▶ [SOURCE TEXT]:
=== Section Start ===
How to comply with tariff changes
The most effective way for businesses to comply with tariff changes in 2026 and beyond is to use technology that tracks and implements new policies for you.
“In a world of constant tariff change,” says Shane Bogdan, Director of Cross-Border Sales at Avalara, “the advantage goes to businesses that act on real-time data, not those forced to react after costs have already changed. Avalara Cross-Border helps businesses stay ahead using the latest HS classifications, duty rates, and trade content, automatically applied across global transactions.”
Avalara Cross-Border delivers real-time customs duty and import tax calculation using AI-driven 10-digit tariff classification codes for consumer products across more than 180 countries. It takes into account global rule and regulation content, including trade restrictions, de minimis thresholds, and country-level changes.
“I’d have to hire at least three people with tax experience to do the work that Avalara is doing for us,” says Jason Macatangay, CFO of Threadless.
Learn about Avalara Cross-Border.
Whatever tools you use to manage tariffs, it’s important to maintain meticulous records.
FAQs about tariffs in 2026
Will enforcement efforts increase in 2026?
Probably. In fiscal year 2025, U.S. Customs and Border Protection (CBP) issued 2,218 trade penalties and collected more than $216 billion in total duty, taxes, and fees. “CBP uses the latest data analytics tools to uncover tariff evasion schemes,” the agency explains, “including undervaluation, misclassification, transshipment, antidumping and countervailing duty violations, illegitimate shell companies, and ‘double dipping’ by claiming more than one tariff exemption to avoid paying revenue owed to the government.”
=== Section End ===
▶ [INFORMATION GIVEN]:
=== Section Start ===
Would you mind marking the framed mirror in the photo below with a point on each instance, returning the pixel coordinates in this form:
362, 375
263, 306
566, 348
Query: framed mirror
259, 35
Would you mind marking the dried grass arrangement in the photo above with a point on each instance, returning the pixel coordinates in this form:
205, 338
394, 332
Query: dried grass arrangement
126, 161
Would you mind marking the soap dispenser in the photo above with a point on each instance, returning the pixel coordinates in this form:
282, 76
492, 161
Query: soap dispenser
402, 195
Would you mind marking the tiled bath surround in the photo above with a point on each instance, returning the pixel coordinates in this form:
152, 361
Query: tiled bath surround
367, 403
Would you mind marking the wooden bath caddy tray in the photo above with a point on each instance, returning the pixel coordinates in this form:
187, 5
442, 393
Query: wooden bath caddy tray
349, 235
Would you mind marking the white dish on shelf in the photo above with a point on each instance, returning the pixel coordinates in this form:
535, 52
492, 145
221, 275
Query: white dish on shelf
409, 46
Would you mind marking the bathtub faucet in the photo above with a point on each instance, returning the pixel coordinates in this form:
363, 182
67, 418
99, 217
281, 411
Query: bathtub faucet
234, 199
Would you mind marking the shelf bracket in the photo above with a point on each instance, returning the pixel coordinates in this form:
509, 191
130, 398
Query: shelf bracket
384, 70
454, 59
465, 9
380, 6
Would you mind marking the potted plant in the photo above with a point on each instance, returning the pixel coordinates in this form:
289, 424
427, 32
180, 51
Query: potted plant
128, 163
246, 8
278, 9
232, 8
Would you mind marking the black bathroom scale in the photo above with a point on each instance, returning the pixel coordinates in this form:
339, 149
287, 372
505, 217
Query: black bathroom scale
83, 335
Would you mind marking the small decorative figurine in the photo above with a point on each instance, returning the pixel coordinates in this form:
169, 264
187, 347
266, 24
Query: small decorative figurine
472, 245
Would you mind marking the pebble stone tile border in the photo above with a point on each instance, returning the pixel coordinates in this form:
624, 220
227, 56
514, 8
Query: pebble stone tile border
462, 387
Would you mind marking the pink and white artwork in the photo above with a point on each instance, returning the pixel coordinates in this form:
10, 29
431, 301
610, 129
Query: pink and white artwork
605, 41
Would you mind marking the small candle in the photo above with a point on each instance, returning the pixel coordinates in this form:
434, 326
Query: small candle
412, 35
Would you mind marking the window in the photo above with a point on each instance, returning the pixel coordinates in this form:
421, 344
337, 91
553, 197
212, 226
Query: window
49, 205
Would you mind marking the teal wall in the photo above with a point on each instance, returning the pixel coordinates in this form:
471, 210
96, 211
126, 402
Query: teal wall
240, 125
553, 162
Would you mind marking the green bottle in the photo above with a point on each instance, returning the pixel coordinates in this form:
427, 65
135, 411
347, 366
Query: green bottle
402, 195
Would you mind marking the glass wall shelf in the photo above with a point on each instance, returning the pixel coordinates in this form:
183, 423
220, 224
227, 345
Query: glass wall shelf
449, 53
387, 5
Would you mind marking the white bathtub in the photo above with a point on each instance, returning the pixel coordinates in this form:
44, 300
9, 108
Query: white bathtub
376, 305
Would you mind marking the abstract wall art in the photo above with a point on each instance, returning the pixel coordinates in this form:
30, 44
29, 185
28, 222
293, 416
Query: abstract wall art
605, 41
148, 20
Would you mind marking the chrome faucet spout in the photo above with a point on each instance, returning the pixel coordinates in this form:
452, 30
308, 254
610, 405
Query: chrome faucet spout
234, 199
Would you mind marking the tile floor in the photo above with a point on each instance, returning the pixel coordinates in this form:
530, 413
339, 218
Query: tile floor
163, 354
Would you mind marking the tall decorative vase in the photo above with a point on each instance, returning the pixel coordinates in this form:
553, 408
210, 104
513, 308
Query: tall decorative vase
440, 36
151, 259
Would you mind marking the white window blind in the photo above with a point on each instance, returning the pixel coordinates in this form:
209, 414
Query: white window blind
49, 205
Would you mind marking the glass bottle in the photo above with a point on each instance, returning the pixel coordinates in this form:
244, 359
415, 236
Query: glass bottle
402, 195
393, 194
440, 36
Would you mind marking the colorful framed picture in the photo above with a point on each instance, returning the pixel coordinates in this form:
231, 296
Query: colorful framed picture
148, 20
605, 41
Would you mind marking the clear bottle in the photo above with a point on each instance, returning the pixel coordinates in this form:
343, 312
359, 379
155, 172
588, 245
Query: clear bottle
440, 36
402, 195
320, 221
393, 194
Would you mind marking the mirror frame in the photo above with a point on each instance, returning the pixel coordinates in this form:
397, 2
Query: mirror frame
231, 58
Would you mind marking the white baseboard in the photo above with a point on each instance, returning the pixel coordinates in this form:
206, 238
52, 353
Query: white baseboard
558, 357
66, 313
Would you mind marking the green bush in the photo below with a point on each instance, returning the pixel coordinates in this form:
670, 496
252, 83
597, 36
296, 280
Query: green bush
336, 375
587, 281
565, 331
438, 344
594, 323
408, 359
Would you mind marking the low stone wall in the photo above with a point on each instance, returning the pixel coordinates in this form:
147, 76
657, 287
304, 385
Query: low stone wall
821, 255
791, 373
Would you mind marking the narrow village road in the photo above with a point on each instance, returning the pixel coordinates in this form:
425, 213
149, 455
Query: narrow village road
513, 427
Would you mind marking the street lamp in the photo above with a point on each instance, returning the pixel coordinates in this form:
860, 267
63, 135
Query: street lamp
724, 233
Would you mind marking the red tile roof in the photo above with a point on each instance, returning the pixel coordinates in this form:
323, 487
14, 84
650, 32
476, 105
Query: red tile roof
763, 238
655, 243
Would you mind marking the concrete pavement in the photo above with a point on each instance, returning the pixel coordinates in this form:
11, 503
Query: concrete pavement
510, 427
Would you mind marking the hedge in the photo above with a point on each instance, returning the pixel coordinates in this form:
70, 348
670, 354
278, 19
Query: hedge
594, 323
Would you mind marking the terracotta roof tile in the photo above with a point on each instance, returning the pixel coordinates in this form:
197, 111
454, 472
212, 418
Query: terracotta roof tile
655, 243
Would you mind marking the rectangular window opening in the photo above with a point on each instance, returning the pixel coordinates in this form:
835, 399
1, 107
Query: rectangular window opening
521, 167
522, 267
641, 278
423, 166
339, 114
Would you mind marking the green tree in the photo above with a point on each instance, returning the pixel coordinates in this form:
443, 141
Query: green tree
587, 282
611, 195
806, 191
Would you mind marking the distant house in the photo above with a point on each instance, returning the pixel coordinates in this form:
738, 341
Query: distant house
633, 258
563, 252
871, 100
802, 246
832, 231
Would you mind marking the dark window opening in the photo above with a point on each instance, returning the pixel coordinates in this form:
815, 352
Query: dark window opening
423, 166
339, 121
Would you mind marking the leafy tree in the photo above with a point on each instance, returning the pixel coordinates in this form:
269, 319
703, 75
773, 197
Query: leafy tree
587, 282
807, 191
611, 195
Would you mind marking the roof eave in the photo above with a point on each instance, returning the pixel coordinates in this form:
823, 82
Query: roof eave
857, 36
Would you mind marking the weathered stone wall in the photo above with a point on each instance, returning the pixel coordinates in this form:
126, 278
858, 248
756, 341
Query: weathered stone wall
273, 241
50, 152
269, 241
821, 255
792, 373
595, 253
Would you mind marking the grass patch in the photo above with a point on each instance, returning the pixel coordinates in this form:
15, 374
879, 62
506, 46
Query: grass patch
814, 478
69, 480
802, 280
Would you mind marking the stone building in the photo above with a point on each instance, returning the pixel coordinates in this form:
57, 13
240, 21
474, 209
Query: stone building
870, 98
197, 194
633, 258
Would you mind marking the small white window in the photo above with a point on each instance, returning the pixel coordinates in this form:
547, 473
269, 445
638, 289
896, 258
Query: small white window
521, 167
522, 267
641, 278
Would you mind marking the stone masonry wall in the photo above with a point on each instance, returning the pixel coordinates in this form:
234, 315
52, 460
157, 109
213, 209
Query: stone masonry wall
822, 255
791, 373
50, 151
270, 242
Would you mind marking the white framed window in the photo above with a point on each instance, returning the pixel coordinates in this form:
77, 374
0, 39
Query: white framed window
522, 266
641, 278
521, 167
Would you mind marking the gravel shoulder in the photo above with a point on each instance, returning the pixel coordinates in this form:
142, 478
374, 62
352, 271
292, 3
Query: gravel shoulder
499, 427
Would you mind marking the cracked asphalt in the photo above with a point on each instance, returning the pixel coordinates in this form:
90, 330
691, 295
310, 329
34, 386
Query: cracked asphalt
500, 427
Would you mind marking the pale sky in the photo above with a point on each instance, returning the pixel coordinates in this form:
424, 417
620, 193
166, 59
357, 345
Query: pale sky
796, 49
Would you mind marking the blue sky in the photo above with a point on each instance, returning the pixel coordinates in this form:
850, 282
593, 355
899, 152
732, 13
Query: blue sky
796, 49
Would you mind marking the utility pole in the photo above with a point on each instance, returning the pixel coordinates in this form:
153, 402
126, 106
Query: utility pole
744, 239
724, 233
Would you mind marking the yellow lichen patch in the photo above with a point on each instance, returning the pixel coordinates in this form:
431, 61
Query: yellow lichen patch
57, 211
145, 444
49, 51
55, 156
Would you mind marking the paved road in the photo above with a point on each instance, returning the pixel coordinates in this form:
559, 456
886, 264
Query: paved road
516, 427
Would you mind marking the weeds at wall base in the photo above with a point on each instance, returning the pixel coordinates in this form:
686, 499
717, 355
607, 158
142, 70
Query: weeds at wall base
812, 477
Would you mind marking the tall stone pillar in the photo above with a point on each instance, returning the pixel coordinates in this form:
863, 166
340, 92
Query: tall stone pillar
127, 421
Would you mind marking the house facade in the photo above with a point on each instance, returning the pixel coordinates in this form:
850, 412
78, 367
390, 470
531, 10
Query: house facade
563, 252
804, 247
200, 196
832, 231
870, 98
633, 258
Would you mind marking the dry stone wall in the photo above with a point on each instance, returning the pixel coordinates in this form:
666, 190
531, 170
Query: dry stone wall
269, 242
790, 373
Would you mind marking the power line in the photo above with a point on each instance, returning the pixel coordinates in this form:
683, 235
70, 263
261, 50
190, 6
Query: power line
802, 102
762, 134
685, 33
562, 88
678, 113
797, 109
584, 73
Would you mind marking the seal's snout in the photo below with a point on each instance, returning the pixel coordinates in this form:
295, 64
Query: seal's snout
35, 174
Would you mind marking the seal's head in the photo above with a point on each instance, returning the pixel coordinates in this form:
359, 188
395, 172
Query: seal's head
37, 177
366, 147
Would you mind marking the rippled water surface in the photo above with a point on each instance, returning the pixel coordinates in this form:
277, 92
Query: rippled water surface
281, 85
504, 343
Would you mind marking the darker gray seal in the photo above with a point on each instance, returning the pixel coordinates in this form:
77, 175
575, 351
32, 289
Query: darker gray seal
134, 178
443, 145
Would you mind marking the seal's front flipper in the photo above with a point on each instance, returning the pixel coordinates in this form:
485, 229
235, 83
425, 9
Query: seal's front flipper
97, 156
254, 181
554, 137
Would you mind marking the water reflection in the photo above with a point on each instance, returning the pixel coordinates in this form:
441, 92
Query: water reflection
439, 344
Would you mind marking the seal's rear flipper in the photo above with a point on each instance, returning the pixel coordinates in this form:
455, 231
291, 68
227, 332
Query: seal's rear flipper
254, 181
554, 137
=== Section End ===
▶ [EXERCISE SET]:
1) Return the section of the tariff compliance text starting with "How to comply" and going on through "policies for you.", copied word for word.
2) Extend the tariff compliance text, picking up right after its final sentence.

▶ [ANSWERS BY TASK]:
1)
How to comply with tariff changes
The most effective way for businesses to comply with tariff changes in 2026 and beyond is to use technology that tracks and implements new policies for you.

2)
How could the Supreme Court decision impact U.S. tariffs this year?
The U.S. Supreme Court is reviewing the legality of tariffs imposed under the International Emergency Economic Powers Act, or IEEPA. If the court strikes down the IEEPA tariffs, the U.S. government could be required to refund the duties collected under IEEPA. It will also likely look for other ways to impose new tariffs, such as via Section 232 or Section 301.
Are other countries changing their tariff rules too?
Yes. Among other policy changes, Canada has extended tariffs on certain U.S. imports and Mexico is setting new tariffs on China and other countries. Additionally, a number of nations are reevaluating their exemption for low-value imports; some are looking to lower the de minimis threshold, while others may eliminate de minimis altogether, as the U.S. has done.